◆ **PROVIDED RECORDS**
----
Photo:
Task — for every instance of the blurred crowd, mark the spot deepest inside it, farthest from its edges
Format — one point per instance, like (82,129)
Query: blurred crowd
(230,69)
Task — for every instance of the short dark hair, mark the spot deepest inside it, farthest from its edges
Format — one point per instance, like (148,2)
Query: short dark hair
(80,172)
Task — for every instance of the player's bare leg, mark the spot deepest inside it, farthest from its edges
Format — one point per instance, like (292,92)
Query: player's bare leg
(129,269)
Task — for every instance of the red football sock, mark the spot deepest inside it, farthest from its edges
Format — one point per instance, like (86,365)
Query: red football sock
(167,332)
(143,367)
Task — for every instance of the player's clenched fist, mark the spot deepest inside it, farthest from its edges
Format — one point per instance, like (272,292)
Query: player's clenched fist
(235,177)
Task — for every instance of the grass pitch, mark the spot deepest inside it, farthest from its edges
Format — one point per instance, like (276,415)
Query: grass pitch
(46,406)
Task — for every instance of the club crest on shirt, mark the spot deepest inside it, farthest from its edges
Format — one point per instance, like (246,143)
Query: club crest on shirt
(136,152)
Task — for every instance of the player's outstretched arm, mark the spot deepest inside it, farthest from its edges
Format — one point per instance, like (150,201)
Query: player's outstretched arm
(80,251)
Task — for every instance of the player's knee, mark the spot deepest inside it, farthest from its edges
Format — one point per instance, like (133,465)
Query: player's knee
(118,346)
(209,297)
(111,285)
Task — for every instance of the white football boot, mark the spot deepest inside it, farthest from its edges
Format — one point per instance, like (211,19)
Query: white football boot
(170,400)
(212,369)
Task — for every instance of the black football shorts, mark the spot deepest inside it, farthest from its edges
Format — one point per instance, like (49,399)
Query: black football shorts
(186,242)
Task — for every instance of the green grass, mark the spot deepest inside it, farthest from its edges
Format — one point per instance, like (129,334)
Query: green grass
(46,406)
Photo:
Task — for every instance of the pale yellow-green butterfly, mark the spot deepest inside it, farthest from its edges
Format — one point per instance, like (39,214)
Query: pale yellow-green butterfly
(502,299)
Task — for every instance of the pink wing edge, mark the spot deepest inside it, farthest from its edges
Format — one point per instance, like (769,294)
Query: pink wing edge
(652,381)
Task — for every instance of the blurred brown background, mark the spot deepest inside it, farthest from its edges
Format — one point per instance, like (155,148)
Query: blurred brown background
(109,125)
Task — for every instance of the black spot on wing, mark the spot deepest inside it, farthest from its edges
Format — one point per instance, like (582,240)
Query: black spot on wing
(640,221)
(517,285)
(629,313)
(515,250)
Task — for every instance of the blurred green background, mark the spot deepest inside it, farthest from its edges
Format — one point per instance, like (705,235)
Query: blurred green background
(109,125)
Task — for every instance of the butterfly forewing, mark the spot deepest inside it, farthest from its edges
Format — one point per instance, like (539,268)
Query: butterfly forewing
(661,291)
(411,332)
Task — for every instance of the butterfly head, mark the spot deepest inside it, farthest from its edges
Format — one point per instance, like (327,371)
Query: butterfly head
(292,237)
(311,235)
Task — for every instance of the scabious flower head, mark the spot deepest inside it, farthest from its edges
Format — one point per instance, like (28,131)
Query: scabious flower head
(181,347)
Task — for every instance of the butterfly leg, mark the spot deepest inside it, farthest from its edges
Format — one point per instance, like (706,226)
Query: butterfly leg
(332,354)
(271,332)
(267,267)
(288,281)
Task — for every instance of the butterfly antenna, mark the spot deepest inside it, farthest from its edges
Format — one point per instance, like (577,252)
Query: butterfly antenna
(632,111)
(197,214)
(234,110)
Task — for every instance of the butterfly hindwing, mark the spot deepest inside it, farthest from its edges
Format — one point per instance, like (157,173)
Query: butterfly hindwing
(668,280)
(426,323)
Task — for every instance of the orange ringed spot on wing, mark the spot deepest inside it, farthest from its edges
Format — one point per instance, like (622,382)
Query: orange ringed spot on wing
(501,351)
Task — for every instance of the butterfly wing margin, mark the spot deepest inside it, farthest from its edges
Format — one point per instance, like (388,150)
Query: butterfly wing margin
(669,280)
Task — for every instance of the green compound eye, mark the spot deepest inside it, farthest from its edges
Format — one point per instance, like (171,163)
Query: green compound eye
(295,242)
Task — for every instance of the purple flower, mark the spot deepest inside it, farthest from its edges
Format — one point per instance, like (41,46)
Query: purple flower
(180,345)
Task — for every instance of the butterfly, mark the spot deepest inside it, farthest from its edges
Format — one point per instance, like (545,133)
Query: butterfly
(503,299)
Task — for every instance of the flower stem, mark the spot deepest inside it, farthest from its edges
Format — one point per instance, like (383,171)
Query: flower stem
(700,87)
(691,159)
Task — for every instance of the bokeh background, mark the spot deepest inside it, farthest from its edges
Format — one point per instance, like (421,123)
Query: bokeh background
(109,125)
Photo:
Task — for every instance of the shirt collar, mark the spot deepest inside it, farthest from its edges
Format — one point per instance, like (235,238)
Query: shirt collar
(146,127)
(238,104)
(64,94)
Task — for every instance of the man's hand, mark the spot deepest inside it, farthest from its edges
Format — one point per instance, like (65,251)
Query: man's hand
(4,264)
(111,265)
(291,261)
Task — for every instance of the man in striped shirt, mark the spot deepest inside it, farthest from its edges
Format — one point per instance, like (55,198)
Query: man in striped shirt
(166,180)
----
◆ **WHAT THIS TASK INVOLVES**
Each line above must be retyped exactly.

◆ **ANSWER TO THE PROBLEM**
Photo:
Task — for every instance of the blurred crowd, mark the spot deepest inside it, farthest from its edges
Format — one point per instance, like (82,129)
Query: blurred crowd
(230,69)
Task — for every instance of the short dark hair, mark the spot deepest inside it, farthest from its edges
Format — one point per instance, like (148,2)
Query: short dark hair
(80,172)
Task — for every instance of the player's bare leg, mark the spot deepest inside it, farthest from its edges
Format — one point per instance, like (292,92)
Query: player's bare leg
(129,269)
Task — for every instance of the red football sock, mark the spot deepest inside it, farthest from its edges
Format — one point per instance, like (86,365)
Query: red football sock
(167,332)
(143,367)
Task — for every instance of the player's clenched fist, mark the spot deepest inside it, farthest from its edges
Format — one point per instance, like (272,292)
Query: player's clenched fist
(235,177)
Task — for every instance of the grass pitch, mark the spot deepest inside it, farthest from its edges
Format — one point per instance, like (276,415)
Query: grass pitch
(46,406)
Task — for every instance of the club crest on shirt, mark the spot deepest inside it, farthest from its edges
Format — one point per instance, like (246,143)
Query: club crest on shirt
(136,152)
Task — for every instance of the player's outstretched arm, mark the spot deepest inside it, farthest from its edges
Format — one point per instance, like (150,201)
Query: player's outstretched arm
(80,251)
Task — for every instance of the player's knee, mark the spot deepest inside it, farthest from its edges
Format — one point per instance, like (133,465)
Query: player's knee
(118,346)
(209,297)
(111,285)
Task — for every instance of the white football boot, mark the spot deepest inside it, farthest from its edges
Format — one point per instance, like (211,19)
Query: white football boot
(170,400)
(212,369)
Task — for every instance of the black football shorts, mark the spot deepest inside it, farthest from its edges
Format — one point per instance, like (49,399)
Query: black football shorts
(186,242)
Task — for every instance of the green grass, mark the spot deepest inside it, farthest from its edges
Format — one point per instance, like (129,334)
Query: green grass
(46,406)
Photo:
Task — for every instance of the pale yellow-green butterfly, mark the spot deepest inside it, farthest from its edges
Format — one point per instance, like (39,214)
Query: pale yellow-green butterfly
(502,299)
Task — for every instance of the pink wing edge, mark the spot deepest inside it, farthest from its edges
Format — one point per instance, like (769,294)
Query: pink wing edge
(652,381)
Task — for every instance of the blurred brown background, mark the spot deepest inside it, farthest from its edges
Format — one point per instance, like (155,148)
Query: blurred brown background
(109,125)
Task — for every instance of the black spot on wing, mark the spot deepest inside it, farthest from its edges
Format — one point per instance, like (582,240)
Query: black spot on wing
(640,221)
(517,285)
(629,313)
(515,250)
Task — for every instance of the blurred green background, mark the spot deepest inside it, farthest from its edges
Format — one point per instance, like (705,235)
Query: blurred green background
(109,125)
Task — for every instance of the butterfly forewing, mark the spot deepest inside it, farthest from its edges
Format — one point per instance, like (539,268)
Query: butterfly forewing
(661,291)
(411,332)
Task — for every instance of the butterfly head, mark the spot deepest inside it, farthest from its edges
Format — one point per instance, like (327,371)
Query: butterfly head
(292,237)
(311,235)
Task — for every instance of the scabious flower head, mark the spot deepest inside it, farthest from its edges
Format — one point per instance, like (28,131)
Query: scabious flower head
(181,347)
Task — for every instance of the butterfly leg, mark the spot deepest inside it, farthest from its edges
Format — one point per instance, like (706,226)
Query: butterfly leg
(332,354)
(271,332)
(267,267)
(288,281)
Task — for every instance of the butterfly antenna, mark the spot deepest inside it, farthest from its edges
Format — one point per instance, like (577,252)
Query: butterfly antenna
(632,111)
(197,214)
(234,110)
Task — for every instance of the butterfly hindwing, mark the spot deepest inside it, farthest from its edges
Format — one point per instance, like (157,173)
Query: butterfly hindwing
(668,280)
(426,323)
Task — for every instance of the orange ringed spot on wing, mark the spot deepest inside it, farthest from its edges
Format — one point per instance, like (622,382)
Query: orange ringed spot on wing
(501,351)
Task — for every instance of the butterfly wing margin, mark the spot deepest inside it, farthest from its edges
Format — one point per instance, like (388,150)
Query: butterfly wing margin
(669,280)
Task — for every instance of the green compound eye, mark the spot deepest inside it, farthest from its edges
Format — one point per instance, like (171,163)
Query: green compound eye
(295,242)
Task — for every instance of the purple flower, mark the spot deepest inside it, farthest from its edges
Format — one point per instance, like (41,46)
Query: purple flower
(180,345)
Task — for every instance of the butterfly, mark the spot deepest inside it, farthest from its edges
Format — one point per instance, like (545,133)
Query: butterfly
(503,299)
Task — for every instance of the flower stem, mark the spot deepest inside it, farthest from its edges
Format — one point per instance, like (383,171)
Query: flower stem
(700,87)
(691,159)
Task — for every instance of the bokeh background, mark the spot deepest inside it, farthest from its edges
Format — one point per instance, like (421,123)
Query: bokeh background
(109,125)
Photo:
Task — for every instance of the shirt collar, mark the spot deepest inside it, farthest from its edges
Format — one point per instance, like (235,238)
Query: shirt collar
(146,127)
(238,104)
(64,94)
Task — for every instance of the man's hand, mark the spot deepest inside it, farthest from its edges
Format — one point per instance, like (65,251)
Query: man's hand
(4,264)
(111,265)
(291,261)
Task — for every instance of the man in striped shirt, mark the spot deepest inside it, farthest from its edges
Format — one point per instance, like (55,198)
Query: man in striped shirt
(166,180)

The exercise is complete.